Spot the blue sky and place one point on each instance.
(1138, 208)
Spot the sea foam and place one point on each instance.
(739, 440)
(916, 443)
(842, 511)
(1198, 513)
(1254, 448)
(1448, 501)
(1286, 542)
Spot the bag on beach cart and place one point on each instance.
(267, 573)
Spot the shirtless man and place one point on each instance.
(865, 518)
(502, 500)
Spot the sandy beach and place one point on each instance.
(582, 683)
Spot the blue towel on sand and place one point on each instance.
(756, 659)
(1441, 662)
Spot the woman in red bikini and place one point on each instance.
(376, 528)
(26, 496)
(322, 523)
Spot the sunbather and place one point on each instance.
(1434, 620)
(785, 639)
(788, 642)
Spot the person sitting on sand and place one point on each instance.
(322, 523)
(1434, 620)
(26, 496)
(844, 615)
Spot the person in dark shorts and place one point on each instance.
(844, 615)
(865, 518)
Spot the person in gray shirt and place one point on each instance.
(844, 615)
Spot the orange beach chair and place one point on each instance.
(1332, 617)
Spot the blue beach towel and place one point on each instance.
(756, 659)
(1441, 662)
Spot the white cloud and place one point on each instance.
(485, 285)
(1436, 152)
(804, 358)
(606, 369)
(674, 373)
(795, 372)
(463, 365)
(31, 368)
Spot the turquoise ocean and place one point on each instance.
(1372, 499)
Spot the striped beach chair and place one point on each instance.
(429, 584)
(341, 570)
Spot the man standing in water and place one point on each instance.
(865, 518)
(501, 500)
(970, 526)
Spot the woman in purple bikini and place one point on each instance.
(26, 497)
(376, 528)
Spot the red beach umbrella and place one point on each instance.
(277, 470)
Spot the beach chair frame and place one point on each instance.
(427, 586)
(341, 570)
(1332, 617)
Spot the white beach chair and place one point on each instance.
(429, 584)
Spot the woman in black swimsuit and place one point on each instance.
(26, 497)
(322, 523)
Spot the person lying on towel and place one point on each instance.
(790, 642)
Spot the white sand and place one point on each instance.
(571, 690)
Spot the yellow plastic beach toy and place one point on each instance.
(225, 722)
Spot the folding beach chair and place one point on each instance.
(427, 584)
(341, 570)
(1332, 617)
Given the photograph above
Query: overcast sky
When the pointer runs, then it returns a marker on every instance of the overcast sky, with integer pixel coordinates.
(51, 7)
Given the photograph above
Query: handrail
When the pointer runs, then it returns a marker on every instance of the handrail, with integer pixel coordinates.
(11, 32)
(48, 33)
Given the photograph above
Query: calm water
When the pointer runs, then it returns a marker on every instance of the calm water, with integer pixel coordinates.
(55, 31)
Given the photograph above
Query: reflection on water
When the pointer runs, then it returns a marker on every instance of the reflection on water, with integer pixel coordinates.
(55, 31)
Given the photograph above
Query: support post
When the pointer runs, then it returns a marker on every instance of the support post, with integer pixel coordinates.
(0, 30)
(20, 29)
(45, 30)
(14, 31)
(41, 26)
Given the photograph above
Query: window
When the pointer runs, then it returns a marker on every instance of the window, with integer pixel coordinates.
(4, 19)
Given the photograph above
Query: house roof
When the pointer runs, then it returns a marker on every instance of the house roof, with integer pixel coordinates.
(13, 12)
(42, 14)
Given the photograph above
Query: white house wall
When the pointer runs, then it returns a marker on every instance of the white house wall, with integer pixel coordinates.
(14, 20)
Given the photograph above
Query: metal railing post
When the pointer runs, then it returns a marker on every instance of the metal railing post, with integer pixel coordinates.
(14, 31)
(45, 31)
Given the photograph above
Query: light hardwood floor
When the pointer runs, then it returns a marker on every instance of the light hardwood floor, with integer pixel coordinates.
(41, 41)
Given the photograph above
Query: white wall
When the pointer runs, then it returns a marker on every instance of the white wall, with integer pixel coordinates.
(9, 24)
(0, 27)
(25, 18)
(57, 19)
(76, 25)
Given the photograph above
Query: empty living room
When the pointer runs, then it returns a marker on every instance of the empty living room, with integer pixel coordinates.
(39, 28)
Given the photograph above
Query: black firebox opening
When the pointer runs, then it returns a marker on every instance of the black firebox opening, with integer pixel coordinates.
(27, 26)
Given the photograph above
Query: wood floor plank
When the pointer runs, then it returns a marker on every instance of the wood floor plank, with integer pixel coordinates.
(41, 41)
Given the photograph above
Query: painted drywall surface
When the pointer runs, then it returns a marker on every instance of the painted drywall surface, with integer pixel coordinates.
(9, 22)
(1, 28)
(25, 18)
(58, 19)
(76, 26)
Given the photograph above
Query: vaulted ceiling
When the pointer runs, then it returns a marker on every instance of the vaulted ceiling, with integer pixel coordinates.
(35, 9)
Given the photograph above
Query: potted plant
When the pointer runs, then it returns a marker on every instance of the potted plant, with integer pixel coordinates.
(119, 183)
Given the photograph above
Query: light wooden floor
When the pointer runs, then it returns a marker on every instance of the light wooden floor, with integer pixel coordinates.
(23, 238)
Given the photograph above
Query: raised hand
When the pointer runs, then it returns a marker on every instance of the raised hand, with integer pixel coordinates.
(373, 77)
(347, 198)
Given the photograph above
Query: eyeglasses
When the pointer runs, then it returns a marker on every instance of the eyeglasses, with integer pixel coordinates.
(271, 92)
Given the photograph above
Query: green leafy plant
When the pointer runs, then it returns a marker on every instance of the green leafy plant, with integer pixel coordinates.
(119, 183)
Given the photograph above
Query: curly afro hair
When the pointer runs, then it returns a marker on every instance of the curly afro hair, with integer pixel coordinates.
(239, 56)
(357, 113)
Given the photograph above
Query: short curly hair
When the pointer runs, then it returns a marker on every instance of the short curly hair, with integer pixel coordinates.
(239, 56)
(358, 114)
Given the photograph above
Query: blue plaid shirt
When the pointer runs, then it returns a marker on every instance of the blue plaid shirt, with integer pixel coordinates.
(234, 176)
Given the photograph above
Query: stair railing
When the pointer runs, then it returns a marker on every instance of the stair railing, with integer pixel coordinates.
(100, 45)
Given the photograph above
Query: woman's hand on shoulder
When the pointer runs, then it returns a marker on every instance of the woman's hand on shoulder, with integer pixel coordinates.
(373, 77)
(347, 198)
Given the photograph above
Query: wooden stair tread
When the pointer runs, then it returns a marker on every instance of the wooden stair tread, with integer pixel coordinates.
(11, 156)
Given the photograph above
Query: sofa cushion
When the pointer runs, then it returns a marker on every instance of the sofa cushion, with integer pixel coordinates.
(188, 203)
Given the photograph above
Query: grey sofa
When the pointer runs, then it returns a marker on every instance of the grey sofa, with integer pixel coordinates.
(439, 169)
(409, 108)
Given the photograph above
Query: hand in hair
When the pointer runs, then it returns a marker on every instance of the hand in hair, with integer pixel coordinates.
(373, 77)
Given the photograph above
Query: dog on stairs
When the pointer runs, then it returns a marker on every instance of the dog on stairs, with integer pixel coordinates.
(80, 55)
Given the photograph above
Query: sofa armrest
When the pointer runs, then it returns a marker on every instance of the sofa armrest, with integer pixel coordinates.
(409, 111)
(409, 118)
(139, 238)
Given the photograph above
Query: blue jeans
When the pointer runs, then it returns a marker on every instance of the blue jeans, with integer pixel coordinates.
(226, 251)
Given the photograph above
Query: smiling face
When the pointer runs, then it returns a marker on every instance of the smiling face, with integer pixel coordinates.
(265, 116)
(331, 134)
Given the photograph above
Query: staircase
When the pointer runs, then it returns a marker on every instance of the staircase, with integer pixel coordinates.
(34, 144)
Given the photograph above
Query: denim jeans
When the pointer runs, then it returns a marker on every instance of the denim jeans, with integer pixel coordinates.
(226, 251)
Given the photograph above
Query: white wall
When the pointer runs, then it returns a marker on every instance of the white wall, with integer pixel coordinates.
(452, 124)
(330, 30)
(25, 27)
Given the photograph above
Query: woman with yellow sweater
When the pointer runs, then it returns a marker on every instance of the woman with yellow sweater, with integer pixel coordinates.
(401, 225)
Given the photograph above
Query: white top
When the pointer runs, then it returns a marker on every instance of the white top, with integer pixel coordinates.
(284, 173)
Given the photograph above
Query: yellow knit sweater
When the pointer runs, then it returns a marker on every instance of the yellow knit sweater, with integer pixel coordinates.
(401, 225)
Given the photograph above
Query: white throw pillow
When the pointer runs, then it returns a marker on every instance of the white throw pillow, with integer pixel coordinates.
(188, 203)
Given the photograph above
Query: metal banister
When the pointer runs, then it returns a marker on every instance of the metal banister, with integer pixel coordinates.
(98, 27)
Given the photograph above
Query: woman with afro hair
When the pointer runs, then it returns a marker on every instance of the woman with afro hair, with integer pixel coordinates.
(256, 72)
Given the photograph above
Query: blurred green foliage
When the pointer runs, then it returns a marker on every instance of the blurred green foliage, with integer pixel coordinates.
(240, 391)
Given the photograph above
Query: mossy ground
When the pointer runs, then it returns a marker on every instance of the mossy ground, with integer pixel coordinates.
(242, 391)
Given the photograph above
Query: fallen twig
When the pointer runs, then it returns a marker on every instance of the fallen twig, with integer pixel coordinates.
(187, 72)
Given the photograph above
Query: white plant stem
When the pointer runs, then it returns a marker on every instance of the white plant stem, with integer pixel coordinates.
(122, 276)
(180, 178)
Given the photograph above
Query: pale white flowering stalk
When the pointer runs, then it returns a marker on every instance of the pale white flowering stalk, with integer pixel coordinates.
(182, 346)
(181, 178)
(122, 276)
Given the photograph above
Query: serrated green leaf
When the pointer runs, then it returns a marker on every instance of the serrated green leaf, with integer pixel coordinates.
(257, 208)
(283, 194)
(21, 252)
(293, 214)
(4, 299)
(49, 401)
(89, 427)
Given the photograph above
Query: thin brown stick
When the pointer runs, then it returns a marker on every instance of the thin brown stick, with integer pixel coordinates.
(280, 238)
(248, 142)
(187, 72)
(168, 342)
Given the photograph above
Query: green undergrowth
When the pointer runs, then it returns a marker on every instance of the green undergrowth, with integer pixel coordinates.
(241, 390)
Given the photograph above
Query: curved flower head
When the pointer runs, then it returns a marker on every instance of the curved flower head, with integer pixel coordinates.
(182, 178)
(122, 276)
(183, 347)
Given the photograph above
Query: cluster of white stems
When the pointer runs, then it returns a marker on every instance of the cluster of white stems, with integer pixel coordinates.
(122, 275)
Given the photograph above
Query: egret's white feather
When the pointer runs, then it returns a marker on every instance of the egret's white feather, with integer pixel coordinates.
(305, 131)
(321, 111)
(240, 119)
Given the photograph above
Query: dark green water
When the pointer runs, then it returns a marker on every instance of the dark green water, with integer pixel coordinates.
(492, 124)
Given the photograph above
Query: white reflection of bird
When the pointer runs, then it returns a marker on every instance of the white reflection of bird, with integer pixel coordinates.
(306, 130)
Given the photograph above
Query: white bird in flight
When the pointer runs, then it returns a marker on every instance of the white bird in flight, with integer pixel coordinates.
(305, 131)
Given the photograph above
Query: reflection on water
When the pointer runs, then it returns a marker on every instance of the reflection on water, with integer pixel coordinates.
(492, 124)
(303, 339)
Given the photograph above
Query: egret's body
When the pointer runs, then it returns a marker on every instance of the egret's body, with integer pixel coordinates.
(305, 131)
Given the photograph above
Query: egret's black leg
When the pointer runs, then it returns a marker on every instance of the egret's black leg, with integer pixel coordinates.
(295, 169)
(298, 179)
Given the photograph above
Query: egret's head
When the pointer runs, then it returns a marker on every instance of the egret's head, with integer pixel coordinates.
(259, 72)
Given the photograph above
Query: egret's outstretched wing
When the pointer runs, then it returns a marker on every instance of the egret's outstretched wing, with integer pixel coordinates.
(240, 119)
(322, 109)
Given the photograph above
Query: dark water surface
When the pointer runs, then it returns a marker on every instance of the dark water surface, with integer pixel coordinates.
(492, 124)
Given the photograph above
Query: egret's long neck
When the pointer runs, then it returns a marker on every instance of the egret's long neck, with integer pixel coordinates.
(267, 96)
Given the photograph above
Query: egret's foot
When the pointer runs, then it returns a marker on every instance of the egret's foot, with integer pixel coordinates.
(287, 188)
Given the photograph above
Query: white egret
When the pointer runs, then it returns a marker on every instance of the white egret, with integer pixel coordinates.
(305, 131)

◆ ◆ ◆ ◆ ◆

State how many lines of the records above contain the string "smiling", treating uppercase and lowercase as different. Reply with the number alone.

The response —
2